Data for processing:
------------------------------------------------------------
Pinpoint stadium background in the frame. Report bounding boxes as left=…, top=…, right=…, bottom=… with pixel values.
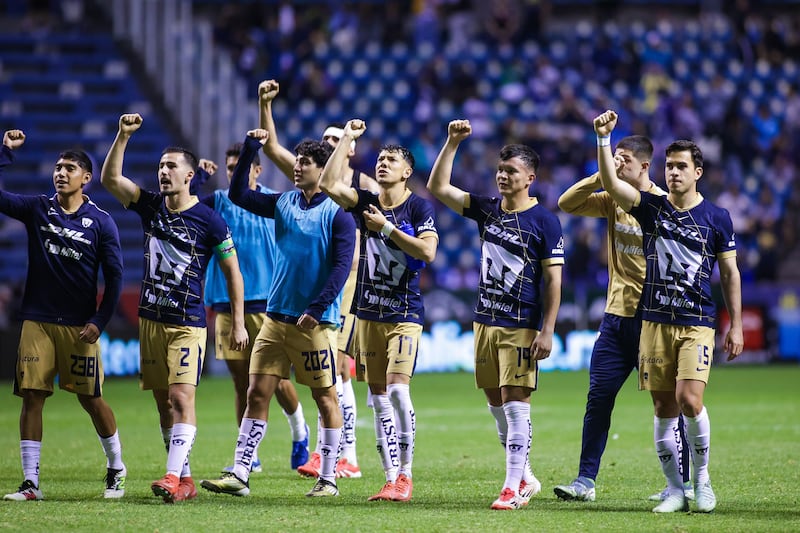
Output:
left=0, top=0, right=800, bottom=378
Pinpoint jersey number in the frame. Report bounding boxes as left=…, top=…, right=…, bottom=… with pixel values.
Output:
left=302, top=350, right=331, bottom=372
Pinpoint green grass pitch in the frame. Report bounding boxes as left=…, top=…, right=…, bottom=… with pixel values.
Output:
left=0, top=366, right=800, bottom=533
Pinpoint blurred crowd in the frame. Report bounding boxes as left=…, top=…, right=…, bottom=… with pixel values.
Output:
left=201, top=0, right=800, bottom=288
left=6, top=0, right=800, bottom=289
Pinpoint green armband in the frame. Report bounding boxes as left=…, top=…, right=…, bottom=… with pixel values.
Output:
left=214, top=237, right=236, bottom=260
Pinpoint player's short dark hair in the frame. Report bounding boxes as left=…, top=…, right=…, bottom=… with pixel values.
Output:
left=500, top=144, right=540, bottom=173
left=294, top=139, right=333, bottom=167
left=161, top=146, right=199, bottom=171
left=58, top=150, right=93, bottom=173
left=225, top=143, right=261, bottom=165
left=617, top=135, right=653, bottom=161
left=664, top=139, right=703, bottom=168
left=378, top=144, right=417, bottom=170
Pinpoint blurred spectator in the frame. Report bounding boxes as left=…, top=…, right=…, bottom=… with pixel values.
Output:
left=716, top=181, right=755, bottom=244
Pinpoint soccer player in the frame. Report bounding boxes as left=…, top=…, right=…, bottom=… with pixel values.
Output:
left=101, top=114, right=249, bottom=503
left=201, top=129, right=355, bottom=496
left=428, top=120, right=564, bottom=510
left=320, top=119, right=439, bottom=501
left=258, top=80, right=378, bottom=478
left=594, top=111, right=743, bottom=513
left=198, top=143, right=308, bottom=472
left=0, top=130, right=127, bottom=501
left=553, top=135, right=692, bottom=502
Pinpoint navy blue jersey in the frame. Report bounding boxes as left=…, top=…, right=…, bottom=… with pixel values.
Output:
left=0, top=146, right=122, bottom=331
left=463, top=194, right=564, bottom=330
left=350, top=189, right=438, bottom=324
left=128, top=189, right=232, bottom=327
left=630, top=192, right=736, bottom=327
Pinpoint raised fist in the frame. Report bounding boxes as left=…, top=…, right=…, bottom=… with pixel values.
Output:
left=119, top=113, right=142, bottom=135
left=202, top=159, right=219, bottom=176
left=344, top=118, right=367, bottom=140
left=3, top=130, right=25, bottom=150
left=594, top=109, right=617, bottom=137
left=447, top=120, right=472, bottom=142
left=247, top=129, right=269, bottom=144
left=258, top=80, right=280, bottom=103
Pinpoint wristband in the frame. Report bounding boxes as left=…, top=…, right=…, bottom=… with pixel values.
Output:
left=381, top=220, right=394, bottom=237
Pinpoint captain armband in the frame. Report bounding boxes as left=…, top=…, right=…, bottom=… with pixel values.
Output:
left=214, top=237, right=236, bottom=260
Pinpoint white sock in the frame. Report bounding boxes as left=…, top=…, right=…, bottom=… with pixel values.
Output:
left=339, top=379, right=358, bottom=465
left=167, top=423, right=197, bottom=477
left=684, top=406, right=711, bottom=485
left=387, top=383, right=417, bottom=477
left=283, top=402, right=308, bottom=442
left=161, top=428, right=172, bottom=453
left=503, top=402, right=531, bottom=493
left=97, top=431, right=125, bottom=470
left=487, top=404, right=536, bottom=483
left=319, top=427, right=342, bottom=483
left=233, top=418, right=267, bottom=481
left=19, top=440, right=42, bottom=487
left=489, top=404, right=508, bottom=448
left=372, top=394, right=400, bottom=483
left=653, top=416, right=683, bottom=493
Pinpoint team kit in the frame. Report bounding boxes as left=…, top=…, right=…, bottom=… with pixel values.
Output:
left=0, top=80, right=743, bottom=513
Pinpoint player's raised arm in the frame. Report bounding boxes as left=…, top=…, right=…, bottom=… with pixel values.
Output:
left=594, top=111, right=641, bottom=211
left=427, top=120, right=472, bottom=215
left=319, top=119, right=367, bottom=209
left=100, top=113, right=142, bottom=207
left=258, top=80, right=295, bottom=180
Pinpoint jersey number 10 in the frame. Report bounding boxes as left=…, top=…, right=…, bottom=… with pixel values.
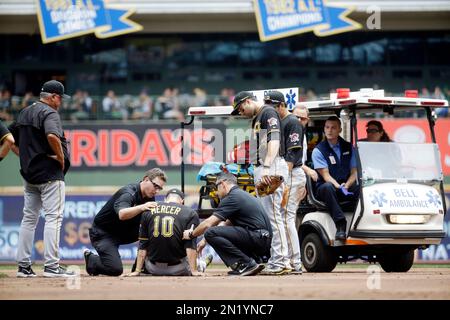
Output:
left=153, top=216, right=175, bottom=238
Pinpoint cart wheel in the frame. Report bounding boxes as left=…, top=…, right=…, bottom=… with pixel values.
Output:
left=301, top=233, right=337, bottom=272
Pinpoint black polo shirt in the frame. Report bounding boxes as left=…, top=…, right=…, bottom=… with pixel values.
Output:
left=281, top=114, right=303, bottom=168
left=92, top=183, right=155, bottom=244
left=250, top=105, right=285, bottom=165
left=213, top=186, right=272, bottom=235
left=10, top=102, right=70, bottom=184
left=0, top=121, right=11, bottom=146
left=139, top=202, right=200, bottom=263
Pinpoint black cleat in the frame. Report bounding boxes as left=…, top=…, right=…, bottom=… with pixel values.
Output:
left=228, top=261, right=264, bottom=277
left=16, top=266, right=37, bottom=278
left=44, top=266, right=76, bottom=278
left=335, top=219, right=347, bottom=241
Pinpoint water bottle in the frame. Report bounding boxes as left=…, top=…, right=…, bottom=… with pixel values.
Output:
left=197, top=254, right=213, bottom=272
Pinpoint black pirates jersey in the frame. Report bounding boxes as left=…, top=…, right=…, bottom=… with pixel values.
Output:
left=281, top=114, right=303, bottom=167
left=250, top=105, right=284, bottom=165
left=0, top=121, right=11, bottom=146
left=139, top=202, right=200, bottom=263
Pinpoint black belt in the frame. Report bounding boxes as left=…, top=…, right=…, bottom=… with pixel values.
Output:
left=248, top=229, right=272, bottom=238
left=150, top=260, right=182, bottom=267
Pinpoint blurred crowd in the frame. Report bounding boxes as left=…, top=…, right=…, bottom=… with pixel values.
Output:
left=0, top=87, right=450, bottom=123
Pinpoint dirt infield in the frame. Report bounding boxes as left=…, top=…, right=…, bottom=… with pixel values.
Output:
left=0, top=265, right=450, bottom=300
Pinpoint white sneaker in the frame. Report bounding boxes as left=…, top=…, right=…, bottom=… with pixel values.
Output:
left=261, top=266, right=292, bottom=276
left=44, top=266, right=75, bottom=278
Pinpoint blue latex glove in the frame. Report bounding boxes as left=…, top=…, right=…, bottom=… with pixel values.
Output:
------------------------------------------------------------
Your goal:
Quote all of the data above verbatim, leaving out the pictures.

Complete output:
Pinpoint stadium background in the frame. Report bounding boxes as left=…, top=…, right=…, bottom=… with pixel values.
Output:
left=0, top=0, right=800, bottom=378
Pinpoint jersey number in the frame. Report bounding boxes as left=…, top=…, right=…, bottom=… with pixel values.
Output:
left=302, top=350, right=331, bottom=372
Pinpoint green grass pitch in the frame. Report bounding boxes as left=…, top=…, right=…, bottom=… with pixel values.
Output:
left=0, top=366, right=800, bottom=533
Pinpoint blurred crowd in the frame. Report bounding boxes as left=…, top=…, right=…, bottom=… with pixel values.
Output:
left=201, top=0, right=800, bottom=288
left=6, top=0, right=800, bottom=289
Pinpoint green armband in the frame. Report bounding boxes as left=…, top=…, right=…, bottom=… with pixel values.
Output:
left=214, top=237, right=236, bottom=260
Pinpoint player's short dark hair in the frame. Report bounding boxes as left=…, top=…, right=…, bottom=… with pixel values.
Output:
left=500, top=144, right=540, bottom=173
left=294, top=139, right=333, bottom=167
left=161, top=146, right=199, bottom=171
left=58, top=150, right=93, bottom=173
left=225, top=143, right=261, bottom=165
left=617, top=135, right=653, bottom=161
left=664, top=139, right=703, bottom=168
left=378, top=144, right=417, bottom=170
Pinpoint blurred spectator in the frame. Report bounding boxes as left=…, top=…, right=…, bottom=… with pixel values.
Output:
left=716, top=181, right=755, bottom=244
Pinpoint soccer player in the frame. Report bounding boxes as left=…, top=…, right=…, bottom=… with pixel values.
Output:
left=101, top=114, right=249, bottom=503
left=201, top=129, right=355, bottom=496
left=428, top=120, right=564, bottom=510
left=320, top=119, right=439, bottom=501
left=258, top=80, right=378, bottom=478
left=594, top=111, right=743, bottom=513
left=198, top=143, right=308, bottom=472
left=0, top=130, right=127, bottom=501
left=553, top=135, right=692, bottom=502
Pinpoint navy blue jersey in the frame. Report bounding boxes as left=…, top=…, right=…, bottom=… with pixel values.
Output:
left=0, top=146, right=122, bottom=331
left=463, top=194, right=564, bottom=330
left=350, top=189, right=438, bottom=324
left=128, top=189, right=232, bottom=327
left=630, top=192, right=736, bottom=327
Pinpoint raised fist in the frame. Report bounding boxes as left=…, top=…, right=…, bottom=… with pixel values.
Output:
left=119, top=113, right=142, bottom=135
left=202, top=159, right=219, bottom=176
left=344, top=118, right=367, bottom=140
left=3, top=130, right=25, bottom=150
left=594, top=109, right=617, bottom=137
left=447, top=120, right=472, bottom=142
left=247, top=129, right=269, bottom=144
left=258, top=80, right=280, bottom=103
Pinpoint wristband in the frame. Report bounding boxes as left=…, top=…, right=…, bottom=… with pixel values.
Output:
left=381, top=220, right=394, bottom=237
Pinpoint captain armband in the frame. Report bounding boxes as left=…, top=…, right=…, bottom=… with pixel values.
Output:
left=214, top=237, right=236, bottom=260
Pinpoint white sock in the frame. Report bounding boxes as left=…, top=…, right=…, bottom=… with pixel values.
Output:
left=339, top=379, right=358, bottom=465
left=167, top=423, right=197, bottom=477
left=684, top=406, right=711, bottom=485
left=387, top=383, right=417, bottom=477
left=283, top=402, right=308, bottom=442
left=161, top=428, right=172, bottom=453
left=503, top=402, right=531, bottom=493
left=97, top=431, right=125, bottom=470
left=487, top=404, right=536, bottom=483
left=319, top=427, right=342, bottom=483
left=233, top=418, right=267, bottom=481
left=19, top=440, right=42, bottom=487
left=489, top=404, right=508, bottom=448
left=372, top=394, right=400, bottom=483
left=653, top=416, right=683, bottom=493
Pinpoint team kit in the frame. Report bounding boxes as left=…, top=…, right=…, bottom=… with pixel values.
Output:
left=0, top=80, right=743, bottom=513
Pinpoint player's raised arm in the frame. Report bounding boxes as left=…, top=…, right=…, bottom=… with pixel values.
Output:
left=594, top=111, right=641, bottom=211
left=427, top=120, right=472, bottom=215
left=319, top=119, right=367, bottom=209
left=100, top=113, right=142, bottom=207
left=258, top=80, right=295, bottom=180
Pinpoint jersey number 10 in the frame. Report bounding boxes as left=…, top=…, right=…, bottom=… with pixel values.
Output:
left=153, top=216, right=175, bottom=238
Pinpoint cart wheel in the frame. Report bounding boxes as left=…, top=…, right=…, bottom=… with pixel values.
Output:
left=301, top=233, right=337, bottom=272
Pinpoint black polo shirt in the frame. Report bounding boxes as left=…, top=…, right=…, bottom=… with pixel values.
Output:
left=281, top=114, right=303, bottom=168
left=92, top=183, right=155, bottom=244
left=250, top=105, right=285, bottom=165
left=213, top=186, right=272, bottom=235
left=10, top=102, right=70, bottom=184
left=0, top=121, right=11, bottom=146
left=139, top=202, right=200, bottom=263
Pinpoint black cleat in the frame. Report bounding boxes as left=…, top=…, right=…, bottom=… with pixel values.
Output:
left=228, top=261, right=264, bottom=277
left=16, top=266, right=37, bottom=278
left=44, top=266, right=76, bottom=278
left=335, top=219, right=347, bottom=241
Pinpoint water bottle in the frame. Report bounding boxes as left=…, top=…, right=…, bottom=… with pixel values.
Output:
left=197, top=254, right=213, bottom=272
Pinpoint black pirates jersey in the frame. Report bounding boxes as left=…, top=…, right=…, bottom=… with pixel values.
Output:
left=281, top=114, right=303, bottom=167
left=250, top=105, right=284, bottom=165
left=0, top=121, right=11, bottom=146
left=139, top=202, right=200, bottom=263
Pinpoint black belt in the frame. Report bounding boxes as left=…, top=…, right=…, bottom=… with pixel values.
Output:
left=248, top=229, right=272, bottom=238
left=150, top=260, right=182, bottom=267
Pinpoint blurred crowd in the frame. Report bounding boxes as left=…, top=…, right=…, bottom=… with pixel values.
Output:
left=0, top=87, right=450, bottom=123
Pinpoint dirt infield in the frame. Report bounding boxes as left=…, top=…, right=…, bottom=… with pixel values.
Output:
left=0, top=265, right=450, bottom=300
Pinpoint white sneaker in the frame. Report bounding boxes as left=…, top=…, right=…, bottom=… with pixel values.
Output:
left=261, top=266, right=292, bottom=276
left=44, top=266, right=75, bottom=278
Pinpoint blue latex glove in the frame. Report bounding boxes as left=…, top=…, right=…, bottom=… with pixel values.
Output:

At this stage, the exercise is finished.